* start *

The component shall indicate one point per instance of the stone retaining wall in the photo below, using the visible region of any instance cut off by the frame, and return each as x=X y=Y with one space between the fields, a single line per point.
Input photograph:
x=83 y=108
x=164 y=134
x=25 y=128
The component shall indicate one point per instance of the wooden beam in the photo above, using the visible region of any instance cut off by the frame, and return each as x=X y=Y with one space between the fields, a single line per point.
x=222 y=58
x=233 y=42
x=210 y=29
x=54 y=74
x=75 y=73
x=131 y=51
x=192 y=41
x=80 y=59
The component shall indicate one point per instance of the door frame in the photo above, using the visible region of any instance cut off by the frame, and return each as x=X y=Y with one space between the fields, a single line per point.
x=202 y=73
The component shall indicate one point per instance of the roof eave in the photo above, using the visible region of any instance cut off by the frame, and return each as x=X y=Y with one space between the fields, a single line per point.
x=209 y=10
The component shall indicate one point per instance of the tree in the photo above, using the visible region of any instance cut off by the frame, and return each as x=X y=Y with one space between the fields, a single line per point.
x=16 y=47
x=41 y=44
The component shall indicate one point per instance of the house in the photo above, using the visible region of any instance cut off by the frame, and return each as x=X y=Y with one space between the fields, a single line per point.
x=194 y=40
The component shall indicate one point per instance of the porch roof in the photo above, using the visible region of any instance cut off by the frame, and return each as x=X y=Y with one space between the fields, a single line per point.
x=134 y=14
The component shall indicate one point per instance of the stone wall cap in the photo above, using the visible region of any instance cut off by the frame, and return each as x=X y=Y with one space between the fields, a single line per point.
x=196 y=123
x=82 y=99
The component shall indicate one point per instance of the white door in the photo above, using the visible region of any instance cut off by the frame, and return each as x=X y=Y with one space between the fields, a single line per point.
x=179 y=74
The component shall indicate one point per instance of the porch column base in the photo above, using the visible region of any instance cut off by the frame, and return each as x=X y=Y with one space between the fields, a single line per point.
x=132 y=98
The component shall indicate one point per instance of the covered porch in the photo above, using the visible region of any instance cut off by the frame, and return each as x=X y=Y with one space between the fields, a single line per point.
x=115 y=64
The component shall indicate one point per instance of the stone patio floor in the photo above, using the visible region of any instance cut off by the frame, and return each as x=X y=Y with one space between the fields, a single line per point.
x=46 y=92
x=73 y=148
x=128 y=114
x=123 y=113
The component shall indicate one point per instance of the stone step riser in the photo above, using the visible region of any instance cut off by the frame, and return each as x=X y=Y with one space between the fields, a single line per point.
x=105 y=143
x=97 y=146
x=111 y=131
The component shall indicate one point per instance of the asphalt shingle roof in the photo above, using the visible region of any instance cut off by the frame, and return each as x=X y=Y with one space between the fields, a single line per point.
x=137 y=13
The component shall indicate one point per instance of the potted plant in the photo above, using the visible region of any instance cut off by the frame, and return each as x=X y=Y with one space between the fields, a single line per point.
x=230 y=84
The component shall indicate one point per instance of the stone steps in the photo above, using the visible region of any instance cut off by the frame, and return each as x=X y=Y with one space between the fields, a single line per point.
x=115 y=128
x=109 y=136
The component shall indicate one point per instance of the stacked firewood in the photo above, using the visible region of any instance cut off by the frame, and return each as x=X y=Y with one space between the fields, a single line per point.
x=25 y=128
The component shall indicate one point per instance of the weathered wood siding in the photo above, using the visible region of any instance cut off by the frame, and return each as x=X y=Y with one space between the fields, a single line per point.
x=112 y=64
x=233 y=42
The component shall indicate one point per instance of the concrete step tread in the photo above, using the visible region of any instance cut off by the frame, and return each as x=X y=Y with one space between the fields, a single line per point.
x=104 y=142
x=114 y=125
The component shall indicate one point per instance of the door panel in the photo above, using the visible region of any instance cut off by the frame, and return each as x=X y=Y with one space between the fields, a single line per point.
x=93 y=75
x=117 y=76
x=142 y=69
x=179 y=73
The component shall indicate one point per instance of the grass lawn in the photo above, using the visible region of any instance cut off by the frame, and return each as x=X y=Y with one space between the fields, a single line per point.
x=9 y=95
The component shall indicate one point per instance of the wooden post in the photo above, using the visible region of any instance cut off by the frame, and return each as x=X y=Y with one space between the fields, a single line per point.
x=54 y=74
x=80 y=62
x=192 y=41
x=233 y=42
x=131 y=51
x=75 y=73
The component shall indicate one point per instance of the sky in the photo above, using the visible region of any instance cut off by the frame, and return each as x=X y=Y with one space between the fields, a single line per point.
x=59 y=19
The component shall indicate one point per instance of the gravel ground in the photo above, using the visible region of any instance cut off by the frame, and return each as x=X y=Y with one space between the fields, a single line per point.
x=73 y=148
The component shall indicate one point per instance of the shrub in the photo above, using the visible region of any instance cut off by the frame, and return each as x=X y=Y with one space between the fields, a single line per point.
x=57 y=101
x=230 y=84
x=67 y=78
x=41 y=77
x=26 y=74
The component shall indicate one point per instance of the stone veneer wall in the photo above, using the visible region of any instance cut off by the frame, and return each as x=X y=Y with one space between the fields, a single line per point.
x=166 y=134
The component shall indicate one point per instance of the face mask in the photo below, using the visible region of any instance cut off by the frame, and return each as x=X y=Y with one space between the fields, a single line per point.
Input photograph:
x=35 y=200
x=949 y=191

* end *

> **Brief**: Reproduce all the data word for word.

> **Solution to this task**:
The component shall indicate one point per instance of the stone retaining wall in the photo below, using the visible region of any instance cut off by the frame, and return each as x=X y=Y with one space between the fields, a single line per point.
Input photograph:
x=83 y=108
x=164 y=134
x=25 y=128
The component shall indicate one point per instance of the wooden beam in the photo above, using the visible region of any instance cut off by the frame, and return each as x=X y=Y with one space between the fields, a single line per point.
x=222 y=58
x=233 y=42
x=210 y=29
x=54 y=74
x=75 y=73
x=131 y=51
x=192 y=41
x=80 y=59
The component shall indicate one point per instance of the door frame in the photo above, using the visible region of any instance cut off by the frame, and return each as x=X y=Y with one space between the fields, a single line per point.
x=202 y=73
The component shall indicate one point per instance of the roof eave in the photo above, using the visible region of any instance cut off by the frame, and return each as x=X y=Y with one space between the fields, a single line per point.
x=209 y=10
The component shall indicate one point per instance of the tree in the photo above, using the visible region of any instance cut off by the frame, and return each as x=X y=Y with one space between the fields, a single line per point.
x=16 y=47
x=41 y=44
The component shall indicate one point per instance of the house in the photo above, using the visible region of any instance cut off by the frame, and return each as x=X y=Y with one space between the fields, a single line per point.
x=194 y=40
The component shall indicate one point per instance of the porch roof in the photo above, using the visible region of any instance cut off by the frame, and return each as x=X y=Y with one space between the fields, a single line per point.
x=134 y=14
The component shall indicate one point per instance of the stone wall cap in the photo above, using the visible region of any instance cut off by the frame, and return each as x=X y=Y with one space between the fields, a single line per point.
x=196 y=123
x=82 y=99
The component shall indicate one point per instance of the white door in the photo above, using the visible region of any instance cut off by the frame, and return each as x=X y=Y with one space between the fields, a single line per point.
x=179 y=74
The component shall indicate one point per instance of the porch column base in the photo above, using the visible region of any instance cut off by the frame, and return each as x=X y=Y with one space between the fields, a single line per point.
x=132 y=98
The component shall indicate one point per instance of the covered porch in the photo above, using the visible region of any instance cut off by the frame, and return each as x=X y=Y with one space between the fields, a single line per point.
x=115 y=64
The component shall indicate one point per instance of the stone patio floor in the photo above, using the visible region of any instance cut off by the frame, and return each as x=X y=Y with one space between the fields, a single line per point.
x=46 y=92
x=73 y=148
x=128 y=114
x=123 y=113
The component shall indicate one point per instance of the stone step riser in the photo above, using the visible region of any instance cut off by the frame, and return each as x=X y=Y with one space between the fields, a single line per point.
x=105 y=143
x=97 y=146
x=111 y=131
The component shall indicate one point per instance of the asphalt shingle roof in the photo above, using the visible region of any instance cut off by the frame, and return each as x=X y=Y with one space between the fields, a single line per point.
x=137 y=13
The component shall indicate one point per instance of the potted plant in the photo above, using the visible region of any instance cut off by the frame, and return each as x=X y=Y with one space between the fields, a single line per point.
x=230 y=84
The component shall indicate one point per instance of the stone steps in the photo above, using the visible region of any instance cut off by the frame, and return each as x=X y=Y with one space between the fields, a single line per point.
x=115 y=128
x=109 y=136
The component shall indicate one point per instance of the stacked firewood in the photo above, using the visible region of any instance cut off by the frame, and return each as x=X y=Y with one space between the fields, a single line per point.
x=25 y=128
The component shall indicate one point per instance of the weathered wood siding in the photo above, using the visible region of any instance cut off by the frame, and return each as x=X y=Y with one space between the fields, a single line per point.
x=112 y=64
x=233 y=42
The component shall indicate one point per instance of the concrete step tread in the photo above, using the visible region of any instance cut off by the frame, and return each as x=X y=Y with one space between the fields, a single line per point.
x=104 y=142
x=114 y=125
The component shall indicate one point per instance of the door panel in the photo above, using the visible region of any instance cut off by the frame, and return each as x=X y=Y with one space between the fields, a single line per point.
x=93 y=75
x=117 y=76
x=142 y=69
x=179 y=73
The component shall indicate one point per instance of the grass lawn in the photo above, using the visible region of any instance cut off by the frame, and return each as x=X y=Y with one space between the fields, a single line per point.
x=9 y=95
The component shall indicate one point per instance of the wooden post in the photo above, using the visible region of any instance cut off by the frame, and return each as x=X y=Y with one space between the fields, a single line per point.
x=54 y=74
x=80 y=62
x=192 y=41
x=233 y=42
x=131 y=51
x=75 y=73
The component shall indicate one point per instance of the sky in the photo above, using the visible region of any instance cut off by the frame, and return each as x=X y=Y with one space between the fields, a single line per point.
x=59 y=19
The component shall indicate one point per instance of the gravel ground in the photo above, using the visible region of any instance cut off by the frame, and return each as x=X y=Y with one space between the fields, a single line per point.
x=73 y=148
The component shall indicate one point per instance of the shrub in the photo above, using the visible region of any instance cut off by the frame, and return each as x=X y=Y with one space between the fields, a single line per point.
x=57 y=101
x=230 y=84
x=67 y=78
x=41 y=77
x=26 y=74
The component shall indicate one point per instance of the stone veneer wall in the photo above, using the visible region of any instance cut off by the frame, and return each as x=X y=Y with one space between the fields, a single line per point.
x=166 y=134
The component shall indicate one point per instance of the face mask in the photo below, using the visible region of any instance cut off by the frame, and return each as x=X y=Y with one space between the fields, a single line per point.
Input photograph:
x=35 y=200
x=949 y=191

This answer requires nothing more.